━━ EXTRACT TO READ ━━

One of the most used method for audio based classification is to convert 1D audio signal to 2D image representation and use well established computer vision techniques. Following this widely used and successful method, this kernel builds an "interesting" image dataset using audio dataset.


**Idea:** Transform the audio data to get one channel image data like spectrogram. Take three such transforms and stack them together to form 3 channel image.

The three transforms that this notebook uses are:
- STFT based spectrogram
- Log of the spectrogram
- MFCC based spectrogram

_Sneak Peak of the dataset_

![img](https://i.imgur.com/z8P7ByC.png)

Overview: 

* Generate multiple image datasets using different values of the hyperparameters - `n_fft` and `hop_length`. 
* Since we are creating multiple dataset to experiment with, dataset version control can be useful. We will save the dataset as W&B artifacts. 

_Sneak Peak of our dataset version control_

![img](https://i.imgur.com/1cqGL0B.png)

In a different kernel we shall consume these artifacts to train neural network based models. 

# Imports and Setups

In [None]:
import os
import csv
import numpy as np
import pandas as pd
from pathlib import Path
from PIL import Image

import librosa as lb 
import librosa.display
import matplotlib.pyplot as plt
import IPython.display as ipd

from skimage.transform import resize
from scipy import stats

import wandb
wandb.login()

# Simple EDA

Let's briefly investigate `csv` files. We have two annotation files - `train_tp.csv` and `train_fp.csv`.

For clarity or more information on `train_tp` vs `train_fp` check out this [disussion thread](https://www.kaggle.com/c/rfcx-species-audio-detection/discussion/197866). We are discarding `train_fp.csv` for now.

━━━
━━ MATERIAL ━━

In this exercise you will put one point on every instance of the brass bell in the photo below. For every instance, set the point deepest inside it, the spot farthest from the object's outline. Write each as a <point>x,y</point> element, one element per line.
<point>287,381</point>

━━━
━━ MATERIAL ━━

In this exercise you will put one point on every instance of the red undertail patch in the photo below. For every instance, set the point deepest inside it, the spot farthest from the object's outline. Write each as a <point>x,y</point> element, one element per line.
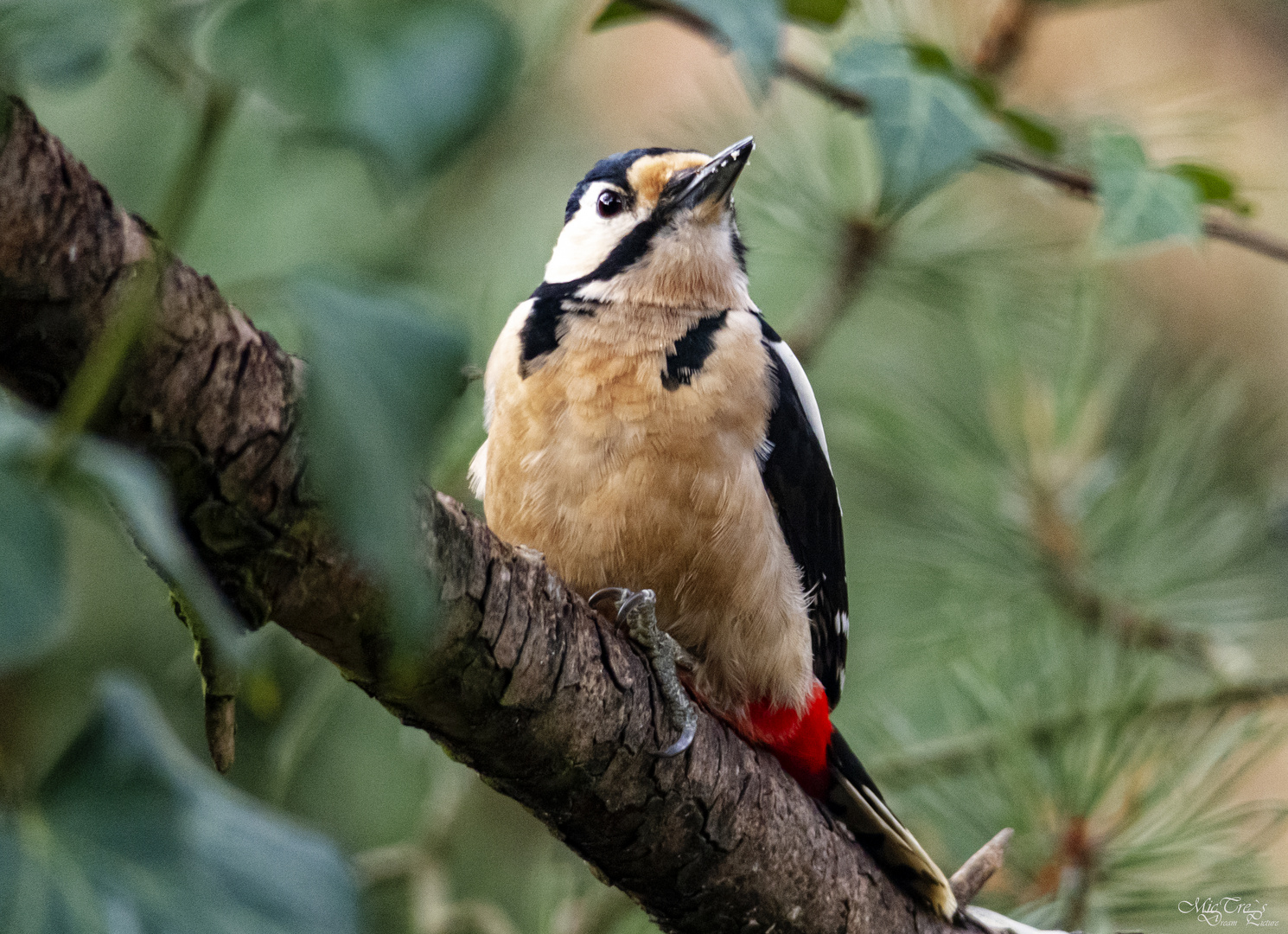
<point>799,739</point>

━━━

» **DO THIS**: Continue the notebook on turning audio clips into three-channel spectrogram images, picking up after its last sentence.

» **TASK RESULT**:
For more on `submission.csv` check out this [discussion thread](https://www.kaggle.com/c/rfcx-species-audio-detection/discussion/200757).

In [None]:
data_dir = '/kaggle/input/rfcx-species-audio-detection/'
train_tp = pd.read_csv(os.path.join(data_dir, 'train_tp.csv'))
train_fp = pd.read_csv(os.path.join(data_dir, 'train_fp.csv'))

### A peek into the file.

In [None]:
train_tp.head(2)

In [None]:
train_fp.head(2)

### General description

In [None]:
train_tp.describe()

In [None]:
train_fp.describe()

### Number of Classes

In [None]:
# number of classes.
print('Classes: ', sorted(train_tp.species_id.unique()))

In [None]:
# unique `songtype_id`
sorted(train_tp.songtype_id.unique())

Pointers:

* There are 24 species of birds and frogs together. Thus 24 classes.
* `songtype_id` is the same species using different frequencies as annotated. 
* There are 1216 rows in `train_tp.csv` and 7781 rows in `train_fp.csv`.

Let us see the number of training audio files.

### Number of train and test audio records

In [None]:
train_folder= Path(data_dir+'train')
test_folder = Path(data_dir+'test')

train_file_path = list(map(str, list(train_folder.glob('*.flac'))))
test_file_path = list(map(str, list(test_folder.glob('*.flac'))))

print('Number of audio files to train: {} and test: {}'.format(len(train_file_path), len(test_file_path)))

The numbers don't add up and thus a closer look at the `csv` files is required. 

In [None]:
print('Number of unique true positive annotated files: ', len(train_tp.recording_id.unique()))
print('Number of unique false positive annotated files: ', len(train_fp.recording_id.unique()))

print('TP + FP: ', 1132+3958)

The reason for tp+fp to not add up to the number of audion files is that there are some files annotated with tp as well as fp.

In [None]:
print('Number of files present in both tp and fp: ', len(set(train_tp.recording_id.unique()).intersection(set(train_fp.recording_id.unique()))))
print('Total number of files: ', 5090-363)

# Save the `csv` files as W&B Artifacts

In [None]:
# initialize a W&B run
run = wandb.init(project='rainforest', job_type='load_dataset')

# create an artifact to add file(s) and meaningful description.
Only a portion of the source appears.